## Records supplied

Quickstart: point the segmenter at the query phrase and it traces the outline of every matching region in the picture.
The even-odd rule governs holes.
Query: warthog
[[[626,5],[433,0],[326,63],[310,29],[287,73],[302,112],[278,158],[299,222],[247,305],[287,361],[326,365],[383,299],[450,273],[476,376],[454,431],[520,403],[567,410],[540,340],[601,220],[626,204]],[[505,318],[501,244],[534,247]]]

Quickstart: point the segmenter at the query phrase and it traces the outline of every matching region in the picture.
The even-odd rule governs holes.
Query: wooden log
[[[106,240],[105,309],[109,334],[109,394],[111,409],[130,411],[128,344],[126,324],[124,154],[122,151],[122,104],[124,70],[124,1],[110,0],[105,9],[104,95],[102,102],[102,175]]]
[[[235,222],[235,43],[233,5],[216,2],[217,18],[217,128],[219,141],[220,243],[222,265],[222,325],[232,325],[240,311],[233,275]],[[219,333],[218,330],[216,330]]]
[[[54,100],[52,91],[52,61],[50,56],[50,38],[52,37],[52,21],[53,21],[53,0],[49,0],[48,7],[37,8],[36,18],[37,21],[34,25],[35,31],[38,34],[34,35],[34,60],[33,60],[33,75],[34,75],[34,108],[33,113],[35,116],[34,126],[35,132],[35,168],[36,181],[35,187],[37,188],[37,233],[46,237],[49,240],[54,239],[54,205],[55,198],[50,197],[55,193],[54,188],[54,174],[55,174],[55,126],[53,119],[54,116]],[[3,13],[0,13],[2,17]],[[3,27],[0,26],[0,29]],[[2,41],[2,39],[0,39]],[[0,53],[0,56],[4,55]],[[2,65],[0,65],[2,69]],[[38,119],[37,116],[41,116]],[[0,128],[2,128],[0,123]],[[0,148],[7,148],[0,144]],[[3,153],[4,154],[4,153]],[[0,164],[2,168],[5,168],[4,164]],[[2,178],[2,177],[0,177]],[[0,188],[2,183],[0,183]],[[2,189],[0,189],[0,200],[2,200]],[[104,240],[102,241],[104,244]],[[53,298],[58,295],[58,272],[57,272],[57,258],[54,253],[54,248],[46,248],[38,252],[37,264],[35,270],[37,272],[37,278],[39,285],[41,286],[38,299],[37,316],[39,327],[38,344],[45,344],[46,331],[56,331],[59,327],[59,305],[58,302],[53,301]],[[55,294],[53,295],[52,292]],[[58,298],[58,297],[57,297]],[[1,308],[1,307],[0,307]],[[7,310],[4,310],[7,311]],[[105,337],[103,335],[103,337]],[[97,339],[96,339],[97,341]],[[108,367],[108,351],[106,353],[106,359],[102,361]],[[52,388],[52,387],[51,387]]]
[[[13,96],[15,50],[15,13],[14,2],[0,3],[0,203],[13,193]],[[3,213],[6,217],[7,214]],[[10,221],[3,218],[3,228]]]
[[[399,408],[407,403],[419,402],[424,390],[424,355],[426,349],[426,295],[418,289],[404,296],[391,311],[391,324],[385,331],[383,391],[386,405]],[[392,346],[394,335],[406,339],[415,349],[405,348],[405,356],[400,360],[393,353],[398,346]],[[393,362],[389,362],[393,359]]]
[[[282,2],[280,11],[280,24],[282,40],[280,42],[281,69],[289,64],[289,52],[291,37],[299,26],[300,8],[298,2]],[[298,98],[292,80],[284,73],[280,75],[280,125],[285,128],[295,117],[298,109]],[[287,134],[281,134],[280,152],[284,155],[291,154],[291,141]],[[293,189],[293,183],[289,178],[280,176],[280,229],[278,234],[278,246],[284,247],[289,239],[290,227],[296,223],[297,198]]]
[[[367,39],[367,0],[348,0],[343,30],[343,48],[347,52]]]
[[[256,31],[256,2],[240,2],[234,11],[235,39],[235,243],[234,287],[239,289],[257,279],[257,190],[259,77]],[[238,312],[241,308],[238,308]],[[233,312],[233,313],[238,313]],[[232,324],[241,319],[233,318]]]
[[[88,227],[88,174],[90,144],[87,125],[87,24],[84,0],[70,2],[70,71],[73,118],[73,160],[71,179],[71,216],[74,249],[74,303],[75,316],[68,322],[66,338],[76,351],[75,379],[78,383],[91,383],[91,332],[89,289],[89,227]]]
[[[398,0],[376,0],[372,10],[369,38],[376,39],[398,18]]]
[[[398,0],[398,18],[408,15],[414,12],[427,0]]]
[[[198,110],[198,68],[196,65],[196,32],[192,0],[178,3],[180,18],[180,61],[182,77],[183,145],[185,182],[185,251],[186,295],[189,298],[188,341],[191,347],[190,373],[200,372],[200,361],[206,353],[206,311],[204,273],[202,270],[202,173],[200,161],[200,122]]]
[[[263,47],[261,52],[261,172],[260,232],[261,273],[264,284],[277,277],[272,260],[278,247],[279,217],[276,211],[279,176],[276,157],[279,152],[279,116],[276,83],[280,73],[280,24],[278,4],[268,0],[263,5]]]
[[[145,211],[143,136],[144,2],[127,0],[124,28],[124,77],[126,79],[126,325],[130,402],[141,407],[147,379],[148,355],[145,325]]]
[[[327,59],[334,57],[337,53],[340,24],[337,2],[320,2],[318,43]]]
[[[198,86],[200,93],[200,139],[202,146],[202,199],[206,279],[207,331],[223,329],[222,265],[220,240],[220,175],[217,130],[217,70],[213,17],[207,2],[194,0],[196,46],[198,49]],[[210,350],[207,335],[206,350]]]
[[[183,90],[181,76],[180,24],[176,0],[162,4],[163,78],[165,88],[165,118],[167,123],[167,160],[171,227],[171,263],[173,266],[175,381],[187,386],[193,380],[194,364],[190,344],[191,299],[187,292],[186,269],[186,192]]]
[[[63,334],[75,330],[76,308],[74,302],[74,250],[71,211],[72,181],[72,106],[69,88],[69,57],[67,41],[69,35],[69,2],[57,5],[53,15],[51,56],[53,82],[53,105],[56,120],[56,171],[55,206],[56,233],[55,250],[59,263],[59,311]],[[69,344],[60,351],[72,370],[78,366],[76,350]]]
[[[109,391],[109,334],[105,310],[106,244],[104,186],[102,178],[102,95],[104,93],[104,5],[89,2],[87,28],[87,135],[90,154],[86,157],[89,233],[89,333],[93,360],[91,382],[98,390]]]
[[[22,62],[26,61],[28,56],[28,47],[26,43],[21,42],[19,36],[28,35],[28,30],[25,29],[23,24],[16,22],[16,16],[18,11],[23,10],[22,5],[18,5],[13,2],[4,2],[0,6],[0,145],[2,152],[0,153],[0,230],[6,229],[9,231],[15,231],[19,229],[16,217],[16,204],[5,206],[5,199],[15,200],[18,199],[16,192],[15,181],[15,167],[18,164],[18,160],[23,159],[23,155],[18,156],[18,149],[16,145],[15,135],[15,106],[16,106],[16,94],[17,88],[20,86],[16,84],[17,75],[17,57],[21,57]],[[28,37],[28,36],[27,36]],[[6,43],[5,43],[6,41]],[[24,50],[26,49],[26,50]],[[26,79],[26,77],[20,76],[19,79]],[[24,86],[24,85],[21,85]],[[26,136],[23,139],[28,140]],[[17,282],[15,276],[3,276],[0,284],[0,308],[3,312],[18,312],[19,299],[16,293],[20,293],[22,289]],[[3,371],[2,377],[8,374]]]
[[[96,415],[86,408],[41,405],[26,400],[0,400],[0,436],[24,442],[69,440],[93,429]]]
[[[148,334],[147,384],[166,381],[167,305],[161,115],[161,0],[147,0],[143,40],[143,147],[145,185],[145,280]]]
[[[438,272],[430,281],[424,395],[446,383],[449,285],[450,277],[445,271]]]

## Task goal
The expected result is every record above, duplicated exactly.

## Answer below
Quickstart: point the segmenter at the query phrase and it traces the outline of every matching region in the picture.
The even-odd rule governs holes.
Query: warthog
[[[626,5],[433,0],[326,63],[310,29],[287,73],[302,112],[278,158],[299,222],[247,305],[287,361],[326,365],[383,299],[450,273],[476,376],[454,431],[520,403],[567,410],[540,340],[601,220],[626,204]],[[505,318],[501,244],[534,247]]]

Quickstart: point the segmenter at the query phrase and it traces the outline of every matching region in the picture.
The even-odd rule governs holes.
Query: wooden log
[[[106,240],[105,309],[109,334],[109,394],[111,409],[130,411],[128,344],[126,324],[124,154],[122,151],[122,104],[124,70],[124,1],[110,0],[105,9],[104,95],[102,102],[102,175]]]
[[[235,222],[235,43],[233,5],[216,2],[217,18],[217,128],[219,141],[220,243],[222,265],[222,325],[232,325],[240,311],[233,275]],[[219,333],[218,330],[216,330]]]
[[[54,100],[52,91],[52,61],[50,56],[50,38],[52,37],[52,21],[53,21],[53,0],[49,0],[48,7],[37,8],[36,18],[37,21],[34,25],[35,31],[38,34],[34,35],[34,60],[33,60],[33,75],[34,75],[34,108],[33,113],[35,116],[34,126],[35,132],[35,168],[36,181],[35,187],[37,188],[37,233],[46,237],[49,240],[54,239],[54,205],[55,198],[50,197],[55,193],[54,188],[54,174],[55,174],[55,126],[53,119],[54,116]],[[3,13],[0,13],[2,17]],[[3,27],[0,26],[0,29]],[[2,41],[2,39],[0,39]],[[0,53],[0,56],[4,55]],[[2,65],[0,65],[2,69]],[[38,119],[37,116],[41,116]],[[0,128],[2,128],[0,123]],[[0,148],[7,148],[0,144]],[[3,153],[4,154],[4,153]],[[0,164],[2,168],[5,168],[4,164]],[[2,178],[2,177],[0,177]],[[0,188],[2,183],[0,183]],[[2,189],[0,189],[0,200],[2,200]],[[104,240],[102,241],[104,244]],[[53,298],[58,295],[58,272],[57,272],[57,258],[54,253],[54,248],[46,248],[38,252],[37,264],[35,270],[37,272],[37,278],[39,285],[41,286],[38,299],[37,316],[39,327],[38,344],[45,344],[46,331],[56,331],[59,327],[59,305],[58,302],[53,301]],[[55,294],[53,295],[52,292]],[[58,298],[58,297],[57,297]],[[1,308],[1,307],[0,307]],[[7,310],[4,310],[7,311]],[[105,337],[103,335],[103,337]],[[97,339],[96,339],[97,341]],[[108,367],[108,351],[106,353],[106,359],[102,361]],[[52,388],[52,387],[51,387]]]
[[[13,96],[15,50],[15,13],[14,2],[0,3],[0,203],[13,193]],[[3,213],[6,217],[7,214]],[[10,221],[3,218],[3,228]]]
[[[399,408],[407,403],[419,402],[424,390],[424,355],[426,349],[426,295],[418,289],[404,296],[391,311],[391,324],[385,331],[383,391],[386,405]],[[392,346],[394,335],[406,339],[415,349],[405,348],[405,356],[400,360],[393,353],[398,346]],[[393,362],[389,362],[393,359]]]
[[[282,2],[280,11],[280,24],[282,40],[280,42],[281,69],[289,64],[289,52],[291,37],[299,26],[300,8],[298,2]],[[298,98],[292,80],[284,73],[280,75],[280,125],[285,128],[295,117],[298,109]],[[287,134],[281,134],[280,152],[284,155],[291,154],[291,141]],[[293,189],[293,183],[289,178],[280,176],[280,229],[278,234],[278,246],[284,247],[289,239],[290,227],[296,223],[297,198]]]
[[[367,39],[367,0],[348,0],[343,30],[343,48],[347,52]]]
[[[256,31],[256,2],[240,2],[234,11],[235,39],[235,243],[234,287],[239,289],[257,279],[257,190],[259,77]],[[238,312],[241,308],[238,308]],[[233,312],[233,313],[238,313]],[[232,324],[241,319],[233,318]]]
[[[88,227],[88,174],[90,144],[87,125],[87,24],[84,0],[70,2],[70,71],[73,118],[73,160],[71,179],[71,216],[74,249],[74,303],[75,316],[68,322],[66,338],[76,351],[75,379],[78,383],[91,383],[91,332],[89,289],[89,227]]]
[[[398,0],[376,0],[372,10],[369,38],[376,39],[398,18]]]
[[[398,0],[398,18],[408,15],[414,12],[427,0]]]
[[[198,110],[198,68],[196,65],[196,32],[192,0],[178,3],[180,18],[180,61],[182,77],[183,145],[185,182],[185,251],[186,295],[189,298],[188,341],[191,347],[190,373],[200,372],[200,361],[206,353],[206,311],[204,273],[202,270],[202,173],[200,161],[200,122]]]
[[[263,47],[261,52],[261,172],[260,232],[261,273],[264,284],[277,277],[272,260],[278,247],[279,217],[276,211],[279,176],[276,157],[279,152],[279,116],[276,83],[280,73],[280,24],[278,4],[268,0],[263,5]]]
[[[145,211],[143,136],[144,2],[127,0],[124,28],[124,77],[126,79],[126,325],[130,402],[141,407],[147,379],[148,355],[145,325]]]
[[[327,59],[334,57],[337,53],[340,24],[337,2],[320,2],[318,43]]]
[[[198,86],[200,93],[200,139],[202,146],[202,199],[206,279],[207,331],[223,329],[222,265],[220,240],[220,175],[217,130],[217,70],[213,17],[207,2],[194,0],[196,46],[198,49]],[[210,350],[207,335],[206,350]]]
[[[183,90],[181,76],[180,24],[176,0],[162,4],[163,78],[165,88],[165,118],[167,123],[167,160],[171,227],[171,263],[173,266],[175,381],[187,386],[193,380],[194,364],[190,344],[191,299],[187,292],[186,269],[186,192]]]
[[[63,334],[75,330],[76,308],[74,302],[74,250],[71,211],[72,181],[72,106],[69,88],[69,57],[67,41],[69,35],[69,2],[57,5],[53,15],[51,56],[53,82],[53,105],[56,120],[56,171],[55,206],[56,233],[55,250],[59,263],[59,311]],[[69,344],[60,351],[72,370],[78,366],[76,350]]]
[[[109,391],[109,334],[105,310],[106,244],[104,186],[102,178],[102,95],[104,93],[104,5],[89,2],[87,28],[87,135],[90,154],[86,157],[89,233],[89,333],[93,360],[91,382],[98,390]]]
[[[22,62],[26,61],[28,56],[28,47],[26,43],[21,42],[19,36],[28,35],[28,30],[25,29],[23,24],[16,22],[16,16],[18,11],[23,10],[22,5],[18,5],[13,2],[4,2],[0,6],[0,145],[2,152],[0,153],[0,230],[6,229],[9,231],[15,231],[19,229],[16,217],[16,204],[5,206],[5,199],[15,200],[18,199],[16,192],[15,181],[15,167],[18,164],[18,160],[23,159],[23,155],[18,156],[18,149],[16,145],[15,135],[15,106],[16,106],[16,94],[17,88],[20,86],[16,84],[17,75],[17,57],[21,57]],[[28,37],[28,36],[27,36]],[[6,43],[5,43],[6,41]],[[24,50],[26,49],[26,50]],[[26,79],[26,77],[20,76],[19,79]],[[24,86],[24,85],[21,85]],[[26,136],[23,139],[28,140]],[[17,282],[15,276],[3,276],[0,284],[0,308],[3,312],[18,312],[19,299],[16,293],[20,293],[22,289]],[[3,371],[2,377],[8,374]]]
[[[96,415],[86,408],[41,405],[26,400],[0,400],[0,436],[24,442],[69,440],[93,429]]]
[[[148,334],[147,384],[166,381],[167,305],[161,115],[161,0],[147,0],[143,40],[143,147],[145,185],[145,280]]]
[[[438,272],[430,281],[424,395],[446,383],[449,285],[450,277],[445,271]]]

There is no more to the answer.